本文抜粋
炭素数8~30の脂肪酸エステルは、例えば、炭素数6~18の一塩基酸又は多塩基酸と炭素数18以下の分岐アルコールとのエステル、炭素数14~18の不飽和脂肪酸又は分岐酸と4価以下のアルコールとのエステル、炭素数6~18の一塩基酸又は多塩基酸とポリアルキレングリコールとのエステル、不飽和部位を過酸化物等でエポキシ化した脂肪酸エステル等が挙げられる。
【0073】
リン酸エステルは、例えば、亜リン酸又はリン酸と炭素数2~18の直鎖又は分岐アルコールとのエステル化合物が挙げられる。
【0074】
酸化防止剤は、特に限定されないが、フェノール系酸化防止剤、アミン系酸化防止剤、硫黄系酸化防止剤及びリン系酸化防止剤が好ましく、皮膚感作性が低い点で、フェノール系酸化防止剤がより好ましい。本発明の粘着剤が酸化防止剤を含むと、粘着剤の熱劣化を抑制できる。

演習問題
(1) 粘着剤の添加剤に関する本文抜粋をもとに、次の問いに答えてください。
(a) リン酸エステルの例で、亜リン酸又はリン酸とエステルを作るアルコールの炭素数はいくつからいくつまでか。
(b) 皮膚感作性が低い点でより好ましいとされる酸化防止剤は何系か。
(c) 炭素数8~30の脂肪酸エステルの例では、不飽和部位を何でエポキシ化したものが挙げられているか。
(2) 粘着剤の添加剤に関する本文抜粋を、最後の文の後から書き継いでください。

データ一覧
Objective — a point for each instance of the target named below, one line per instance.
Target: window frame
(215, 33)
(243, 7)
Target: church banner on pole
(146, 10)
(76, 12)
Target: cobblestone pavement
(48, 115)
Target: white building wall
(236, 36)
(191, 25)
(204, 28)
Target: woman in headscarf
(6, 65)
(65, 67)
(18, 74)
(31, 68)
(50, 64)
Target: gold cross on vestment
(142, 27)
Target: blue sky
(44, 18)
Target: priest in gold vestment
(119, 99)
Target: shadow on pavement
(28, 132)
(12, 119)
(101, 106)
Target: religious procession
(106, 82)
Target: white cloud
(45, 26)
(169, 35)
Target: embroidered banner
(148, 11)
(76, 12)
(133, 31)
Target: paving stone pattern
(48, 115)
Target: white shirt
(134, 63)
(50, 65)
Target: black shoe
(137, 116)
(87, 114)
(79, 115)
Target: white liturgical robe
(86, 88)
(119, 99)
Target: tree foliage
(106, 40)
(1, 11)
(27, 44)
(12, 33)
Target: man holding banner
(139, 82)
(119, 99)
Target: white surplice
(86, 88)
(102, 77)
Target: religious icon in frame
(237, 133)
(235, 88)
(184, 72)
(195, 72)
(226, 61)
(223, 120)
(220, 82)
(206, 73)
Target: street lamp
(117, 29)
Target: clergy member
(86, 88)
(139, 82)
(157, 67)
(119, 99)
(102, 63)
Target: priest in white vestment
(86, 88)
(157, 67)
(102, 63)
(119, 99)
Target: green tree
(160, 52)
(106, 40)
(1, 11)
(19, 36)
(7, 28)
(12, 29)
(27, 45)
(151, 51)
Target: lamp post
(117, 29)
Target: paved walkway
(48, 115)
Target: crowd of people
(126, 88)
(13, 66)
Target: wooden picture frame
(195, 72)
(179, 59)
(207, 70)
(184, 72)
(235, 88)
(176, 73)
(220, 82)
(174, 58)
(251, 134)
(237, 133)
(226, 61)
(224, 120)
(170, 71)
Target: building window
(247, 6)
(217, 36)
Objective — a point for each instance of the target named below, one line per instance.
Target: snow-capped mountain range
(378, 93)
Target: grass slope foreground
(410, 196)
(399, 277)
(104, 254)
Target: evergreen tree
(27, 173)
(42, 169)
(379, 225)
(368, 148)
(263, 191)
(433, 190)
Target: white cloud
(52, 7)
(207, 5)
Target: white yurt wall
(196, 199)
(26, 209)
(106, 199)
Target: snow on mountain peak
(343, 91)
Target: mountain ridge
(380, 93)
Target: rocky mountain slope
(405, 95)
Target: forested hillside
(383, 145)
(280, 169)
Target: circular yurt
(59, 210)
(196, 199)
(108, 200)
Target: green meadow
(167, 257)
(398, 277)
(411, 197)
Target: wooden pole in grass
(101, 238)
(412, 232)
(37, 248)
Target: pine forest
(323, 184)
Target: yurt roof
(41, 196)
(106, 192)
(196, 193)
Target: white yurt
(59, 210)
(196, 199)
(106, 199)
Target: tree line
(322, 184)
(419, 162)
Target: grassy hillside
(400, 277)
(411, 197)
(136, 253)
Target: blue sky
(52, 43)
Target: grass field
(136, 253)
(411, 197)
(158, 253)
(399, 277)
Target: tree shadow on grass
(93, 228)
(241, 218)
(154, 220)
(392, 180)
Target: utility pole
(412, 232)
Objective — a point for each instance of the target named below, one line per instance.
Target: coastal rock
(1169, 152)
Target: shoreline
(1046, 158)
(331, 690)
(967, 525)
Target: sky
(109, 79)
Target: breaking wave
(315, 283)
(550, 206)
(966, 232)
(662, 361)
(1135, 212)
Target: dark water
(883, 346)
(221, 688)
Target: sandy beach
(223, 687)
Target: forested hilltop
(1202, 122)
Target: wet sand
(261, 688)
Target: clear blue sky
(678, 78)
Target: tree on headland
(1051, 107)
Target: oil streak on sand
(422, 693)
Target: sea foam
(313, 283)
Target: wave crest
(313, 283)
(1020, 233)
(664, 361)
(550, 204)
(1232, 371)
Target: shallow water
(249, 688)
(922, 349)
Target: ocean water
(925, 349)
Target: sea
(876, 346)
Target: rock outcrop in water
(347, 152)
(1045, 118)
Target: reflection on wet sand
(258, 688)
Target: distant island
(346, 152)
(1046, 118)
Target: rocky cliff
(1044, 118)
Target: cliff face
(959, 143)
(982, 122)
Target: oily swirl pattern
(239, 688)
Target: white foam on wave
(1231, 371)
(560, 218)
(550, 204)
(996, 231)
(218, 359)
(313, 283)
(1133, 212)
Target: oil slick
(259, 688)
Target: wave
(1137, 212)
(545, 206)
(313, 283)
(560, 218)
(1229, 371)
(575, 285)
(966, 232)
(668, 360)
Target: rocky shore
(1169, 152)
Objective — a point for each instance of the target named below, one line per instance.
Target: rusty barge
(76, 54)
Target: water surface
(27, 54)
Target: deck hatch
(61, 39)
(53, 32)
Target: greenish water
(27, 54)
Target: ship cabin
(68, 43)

各問の解答
(1)
(a) 2~18
(b) フェノール系
(c) 過酸化物等

(2)
【0075】
フェノール系酸化防止剤の具体例としては、2,6-ジ-t-ブチル-p-クレゾール等のモノフェノール系酸化防止剤、2,2’-メチレンビス(4-メチル-6-t-ブチルフェノール)等のビスフェノール系酸化防止剤及び1,1,3-トリス(2-メチル-4-ヒドロキシ-5-t-ブチルフェニル)ブタン等の高分子型フェノール系酸化防止剤が挙げられる。
【0076】
アミン系酸化防止剤の具体例としては、ビス(2,2,6,6-テトラメチル-4-ピペリジル)セバケート、コハク酸ジメチルと1-(2-ヒドロキシエチル)-4-ヒドロキシ-2,2,6,6-テトラメチルピペリジンエタノールの重縮合物、N,N’,N’’,N’’’-テトラキス-(4,6-ビス-(ブチル-(N-メチル-2,2,6,6-テトラメチルピペリジン-4-イル)アミノ)-トリアジン-2-イル)-4,7-ジアザデカン-1,10-ジアミン、ジブチルアミン・1,3,5-トリアジン・N,N’-ビス(2,2,6,6-テトラメチル-4-ピペリジル)-1,6-ヘキサメチレンジアミンとN-(2,2,6,6-テトラメチル-4-ピペリジル)ブチルアミンの重縮合物等が挙げられる。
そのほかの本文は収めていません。